### Exercise description
Each line of the data that includes the string "patch" is to be copied out.

Region pointing data
++++++
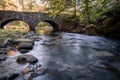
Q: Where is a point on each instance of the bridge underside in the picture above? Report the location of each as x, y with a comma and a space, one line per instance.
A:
31, 26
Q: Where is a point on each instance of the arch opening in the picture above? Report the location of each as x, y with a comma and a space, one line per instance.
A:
46, 27
15, 24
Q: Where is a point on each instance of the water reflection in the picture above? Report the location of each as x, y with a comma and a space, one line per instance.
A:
70, 54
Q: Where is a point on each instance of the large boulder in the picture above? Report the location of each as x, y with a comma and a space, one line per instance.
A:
25, 47
23, 59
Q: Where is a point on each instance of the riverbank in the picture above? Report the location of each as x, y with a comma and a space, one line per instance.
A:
107, 24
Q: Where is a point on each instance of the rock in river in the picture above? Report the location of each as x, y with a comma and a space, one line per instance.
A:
25, 47
24, 40
3, 57
23, 59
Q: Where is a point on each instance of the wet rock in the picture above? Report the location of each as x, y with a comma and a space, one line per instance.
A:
23, 51
4, 78
3, 50
13, 76
3, 57
31, 33
8, 42
24, 40
23, 59
54, 75
27, 46
2, 46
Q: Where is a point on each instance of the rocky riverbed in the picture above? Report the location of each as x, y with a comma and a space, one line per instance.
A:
61, 56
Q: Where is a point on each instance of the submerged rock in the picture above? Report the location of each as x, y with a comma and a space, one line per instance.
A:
25, 47
23, 59
28, 46
3, 57
23, 40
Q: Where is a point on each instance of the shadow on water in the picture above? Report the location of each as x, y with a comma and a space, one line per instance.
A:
70, 56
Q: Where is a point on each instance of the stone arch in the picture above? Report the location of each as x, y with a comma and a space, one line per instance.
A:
10, 20
53, 24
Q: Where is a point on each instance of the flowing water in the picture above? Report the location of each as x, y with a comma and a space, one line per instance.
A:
69, 55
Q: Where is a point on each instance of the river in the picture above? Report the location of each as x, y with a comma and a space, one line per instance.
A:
70, 56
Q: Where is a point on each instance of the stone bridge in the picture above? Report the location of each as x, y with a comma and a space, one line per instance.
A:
31, 18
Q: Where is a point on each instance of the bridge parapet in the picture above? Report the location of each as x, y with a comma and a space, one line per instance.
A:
31, 18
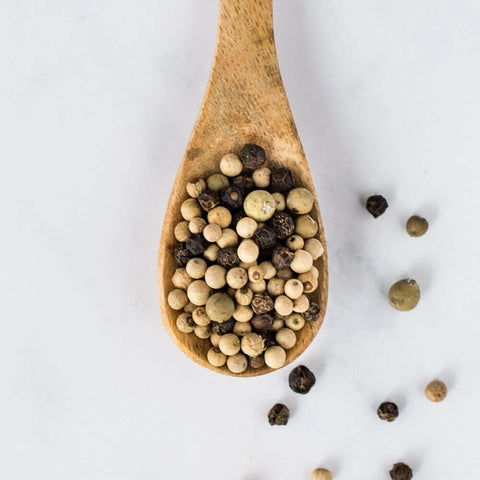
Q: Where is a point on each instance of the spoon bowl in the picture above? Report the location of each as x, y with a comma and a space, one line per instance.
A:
245, 102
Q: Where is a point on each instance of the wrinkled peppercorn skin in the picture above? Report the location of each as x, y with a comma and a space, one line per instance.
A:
252, 156
376, 205
387, 411
301, 379
278, 414
401, 471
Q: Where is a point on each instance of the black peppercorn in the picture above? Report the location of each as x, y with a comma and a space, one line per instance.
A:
301, 379
182, 255
252, 156
244, 181
262, 303
224, 327
208, 199
282, 257
278, 414
313, 312
401, 471
376, 205
228, 258
262, 323
265, 237
231, 197
196, 244
256, 362
283, 225
387, 411
282, 180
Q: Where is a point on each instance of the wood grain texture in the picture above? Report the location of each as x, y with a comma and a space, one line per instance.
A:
245, 102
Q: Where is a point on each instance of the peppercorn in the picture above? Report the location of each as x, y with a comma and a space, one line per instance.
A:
228, 258
282, 180
436, 391
224, 327
265, 237
376, 205
301, 379
278, 414
387, 411
182, 255
231, 197
283, 224
401, 471
262, 303
313, 312
263, 322
208, 199
282, 257
416, 226
404, 295
252, 156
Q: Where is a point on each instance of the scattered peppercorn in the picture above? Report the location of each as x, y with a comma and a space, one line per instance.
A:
376, 205
252, 156
416, 226
301, 379
278, 414
387, 411
401, 471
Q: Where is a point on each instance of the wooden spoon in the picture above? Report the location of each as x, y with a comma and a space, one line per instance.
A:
245, 102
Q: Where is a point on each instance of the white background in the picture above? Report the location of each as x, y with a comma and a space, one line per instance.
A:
98, 99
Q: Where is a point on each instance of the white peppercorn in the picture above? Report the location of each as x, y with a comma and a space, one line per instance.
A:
229, 238
200, 317
301, 304
314, 247
190, 209
181, 279
248, 251
211, 253
261, 177
306, 226
185, 323
196, 268
212, 232
230, 165
293, 288
246, 227
242, 328
244, 296
295, 321
196, 187
229, 344
276, 286
203, 332
220, 215
237, 277
181, 231
275, 356
242, 313
280, 204
252, 344
302, 262
198, 292
237, 363
217, 181
216, 358
177, 299
286, 338
283, 305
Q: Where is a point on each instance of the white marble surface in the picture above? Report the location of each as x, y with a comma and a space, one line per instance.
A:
97, 103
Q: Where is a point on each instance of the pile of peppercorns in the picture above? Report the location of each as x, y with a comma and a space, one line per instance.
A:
247, 243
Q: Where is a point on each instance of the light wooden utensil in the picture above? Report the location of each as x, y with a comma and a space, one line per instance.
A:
245, 102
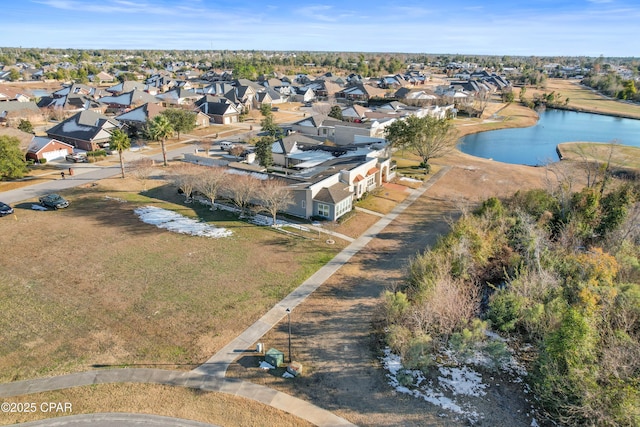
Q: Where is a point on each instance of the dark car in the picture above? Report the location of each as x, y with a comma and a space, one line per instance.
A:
54, 201
5, 209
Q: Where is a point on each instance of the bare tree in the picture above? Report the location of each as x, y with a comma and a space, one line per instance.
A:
141, 169
184, 177
427, 137
480, 101
210, 182
596, 166
559, 178
243, 189
274, 196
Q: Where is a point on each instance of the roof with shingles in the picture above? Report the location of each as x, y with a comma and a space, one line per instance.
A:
85, 126
141, 114
333, 194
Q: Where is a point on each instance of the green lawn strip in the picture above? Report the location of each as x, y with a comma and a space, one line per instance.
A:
623, 156
128, 293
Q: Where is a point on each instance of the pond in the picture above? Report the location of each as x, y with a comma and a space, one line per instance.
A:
536, 145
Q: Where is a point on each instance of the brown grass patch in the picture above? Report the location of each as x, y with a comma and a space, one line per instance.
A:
384, 199
582, 98
509, 116
207, 407
356, 224
622, 156
91, 284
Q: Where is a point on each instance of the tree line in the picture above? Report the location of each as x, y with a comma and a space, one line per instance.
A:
248, 193
556, 270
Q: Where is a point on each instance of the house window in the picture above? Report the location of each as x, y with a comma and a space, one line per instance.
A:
323, 210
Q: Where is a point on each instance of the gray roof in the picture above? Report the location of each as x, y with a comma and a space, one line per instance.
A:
7, 106
334, 194
84, 126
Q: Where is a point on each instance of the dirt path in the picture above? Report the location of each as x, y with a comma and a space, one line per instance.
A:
335, 334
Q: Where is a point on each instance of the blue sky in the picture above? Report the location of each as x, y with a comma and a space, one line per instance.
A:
483, 27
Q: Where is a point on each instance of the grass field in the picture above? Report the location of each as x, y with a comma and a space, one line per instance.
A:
584, 99
213, 408
621, 156
91, 284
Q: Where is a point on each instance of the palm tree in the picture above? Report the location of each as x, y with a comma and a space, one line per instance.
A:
119, 141
159, 130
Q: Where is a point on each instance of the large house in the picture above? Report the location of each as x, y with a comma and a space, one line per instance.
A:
48, 149
326, 180
137, 118
219, 109
86, 130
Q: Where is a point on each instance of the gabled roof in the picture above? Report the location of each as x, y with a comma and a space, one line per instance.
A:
77, 89
334, 194
9, 106
246, 82
141, 114
85, 126
312, 121
216, 108
129, 98
126, 86
38, 143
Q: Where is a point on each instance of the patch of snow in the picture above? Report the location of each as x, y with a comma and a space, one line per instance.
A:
393, 364
266, 366
404, 178
117, 199
464, 381
177, 223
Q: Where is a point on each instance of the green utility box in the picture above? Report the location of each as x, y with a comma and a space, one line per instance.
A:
274, 357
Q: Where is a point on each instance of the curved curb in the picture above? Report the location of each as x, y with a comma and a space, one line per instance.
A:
115, 418
262, 394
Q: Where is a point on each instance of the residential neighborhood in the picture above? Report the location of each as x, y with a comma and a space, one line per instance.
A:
327, 162
308, 238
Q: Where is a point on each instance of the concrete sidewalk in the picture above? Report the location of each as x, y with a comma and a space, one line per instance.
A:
258, 393
217, 365
211, 375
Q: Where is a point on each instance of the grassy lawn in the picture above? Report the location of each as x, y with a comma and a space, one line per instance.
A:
384, 199
510, 116
623, 156
92, 284
585, 99
213, 408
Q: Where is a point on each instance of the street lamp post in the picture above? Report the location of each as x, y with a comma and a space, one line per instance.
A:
289, 318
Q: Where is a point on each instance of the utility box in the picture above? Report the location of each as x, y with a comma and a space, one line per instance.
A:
295, 368
274, 357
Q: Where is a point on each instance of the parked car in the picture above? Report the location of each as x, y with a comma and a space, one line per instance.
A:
54, 201
226, 145
5, 209
77, 158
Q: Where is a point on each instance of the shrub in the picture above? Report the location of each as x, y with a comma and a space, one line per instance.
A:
504, 310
++++++
### Completed task
Q: Where is a point on each instance of the brown grass patch in the picture above? Report the location of each as x, y with a comma and a space, one line per instance.
Q: Where is a point on each instance of the patch of snow in the picture above? Report the location of each as x, y with a comma and a space, one line per instance.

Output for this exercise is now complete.